Copy every one of the location labeling records below, word for word.

**Location labeling records**.
* start *
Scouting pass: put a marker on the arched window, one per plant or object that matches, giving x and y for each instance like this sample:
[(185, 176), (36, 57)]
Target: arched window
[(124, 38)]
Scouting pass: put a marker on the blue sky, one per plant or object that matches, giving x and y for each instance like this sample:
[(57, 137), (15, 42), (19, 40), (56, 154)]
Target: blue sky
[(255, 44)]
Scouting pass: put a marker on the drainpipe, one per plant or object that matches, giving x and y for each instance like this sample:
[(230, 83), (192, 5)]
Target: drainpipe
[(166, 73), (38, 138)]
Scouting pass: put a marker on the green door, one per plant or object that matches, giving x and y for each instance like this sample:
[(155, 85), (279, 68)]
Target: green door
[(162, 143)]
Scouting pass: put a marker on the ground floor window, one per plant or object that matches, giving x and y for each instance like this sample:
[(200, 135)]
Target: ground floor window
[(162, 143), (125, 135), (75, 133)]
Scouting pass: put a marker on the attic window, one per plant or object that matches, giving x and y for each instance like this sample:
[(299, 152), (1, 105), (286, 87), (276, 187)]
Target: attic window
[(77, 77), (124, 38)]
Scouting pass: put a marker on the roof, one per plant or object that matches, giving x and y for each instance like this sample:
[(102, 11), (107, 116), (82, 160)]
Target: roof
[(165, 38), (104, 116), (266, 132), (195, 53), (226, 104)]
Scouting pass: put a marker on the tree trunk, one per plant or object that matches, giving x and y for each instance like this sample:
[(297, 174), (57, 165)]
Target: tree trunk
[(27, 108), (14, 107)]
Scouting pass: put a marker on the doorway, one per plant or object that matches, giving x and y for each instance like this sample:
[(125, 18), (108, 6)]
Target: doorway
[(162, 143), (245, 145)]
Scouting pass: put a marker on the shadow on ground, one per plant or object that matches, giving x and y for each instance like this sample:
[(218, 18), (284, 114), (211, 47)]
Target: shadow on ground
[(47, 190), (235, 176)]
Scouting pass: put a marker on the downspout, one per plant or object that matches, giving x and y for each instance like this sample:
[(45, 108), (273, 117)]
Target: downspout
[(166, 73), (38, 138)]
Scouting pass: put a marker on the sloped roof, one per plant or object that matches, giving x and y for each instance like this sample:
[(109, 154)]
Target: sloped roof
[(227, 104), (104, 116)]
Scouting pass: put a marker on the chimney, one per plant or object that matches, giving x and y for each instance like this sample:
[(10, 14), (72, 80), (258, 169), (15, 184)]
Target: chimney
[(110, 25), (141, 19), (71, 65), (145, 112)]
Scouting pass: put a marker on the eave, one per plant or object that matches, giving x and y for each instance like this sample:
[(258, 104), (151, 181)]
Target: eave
* end *
**TASK OUTPUT**.
Scouting pass: put a marker on the arched window, one per plant or object that matches, giving x and y for each instance like this sample:
[(185, 176), (36, 57)]
Target: arched window
[(124, 38)]
Scouting pass: put a marker on the blue sky, one per plant or object that matches, giving x and y for each instance like this sample:
[(57, 137), (15, 42), (19, 40), (56, 154)]
Target: blue sky
[(255, 44)]
Scouting pass: put a marker on the drainpipe, one per plant or object that matches, giving x and y for each instance like this sample:
[(230, 83), (192, 5)]
Target: drainpipe
[(166, 73), (38, 138)]
Scouting pass: put a marker on the green door, one per plant or object that matches, giving x and y for each instance like this sample:
[(155, 85), (279, 68)]
Target: green door
[(162, 143)]
Scouting pass: put a marker on the ground floor window, one per plant or object that matches, giving x and y for each instance like this sample:
[(200, 135)]
Target: ground floor window
[(162, 143), (125, 135), (75, 133)]
Scouting pass: put a marker on the attic window, one per plant or object that matches, giving x and y for each instance like this sample:
[(299, 152), (1, 105), (286, 87), (276, 187)]
Target: attic window
[(77, 77), (124, 38)]
Scouting pass: put a marker on the roof, one per plant or object that matches, giving x and y for each instance like this sample:
[(102, 11), (107, 116), (82, 160)]
Target: roof
[(165, 38), (104, 116), (266, 132), (195, 53), (226, 104)]
Scouting pass: put a marker on the tree trunk, one per plant or object that matches, giving x and y for each instance like this sample:
[(297, 174), (57, 165)]
Target: tree trunk
[(27, 108), (14, 107)]
Scouting pass: put a marker on the doorway, one per plant or object that matches, giving x and y for each instance like this sample:
[(125, 18), (108, 6)]
Target: doorway
[(162, 143), (245, 145)]
Scouting pass: put a marker on the shadow on ground, one per plant or object that matches, giving x and y for each instance like this sample:
[(218, 18), (284, 114), (211, 47)]
Target: shadow on ground
[(47, 190), (235, 176)]
Scouting pass: put a marker on the downspout, one per plant or object that matches, giving x and y for each instance like this sample:
[(45, 108), (273, 117)]
Target: downspout
[(166, 73), (38, 138)]
Scouting pass: put a marker on the sloped roof, one per plant or object that matches, giving x and y for each instance like this sample:
[(109, 154)]
Target: sloped roof
[(227, 104), (104, 116)]
Scouting pass: put a marker on the chimney, one per plant or object that matches, giving x and y for each instance like this sample:
[(10, 14), (72, 80), (258, 169), (15, 184)]
Target: chimney
[(110, 25), (141, 19), (71, 65), (145, 112)]
Scouting pass: put a marker on the eave, one per plant or object that matches, giving x and y for each instance like this sample:
[(258, 104), (151, 181)]
Target: eave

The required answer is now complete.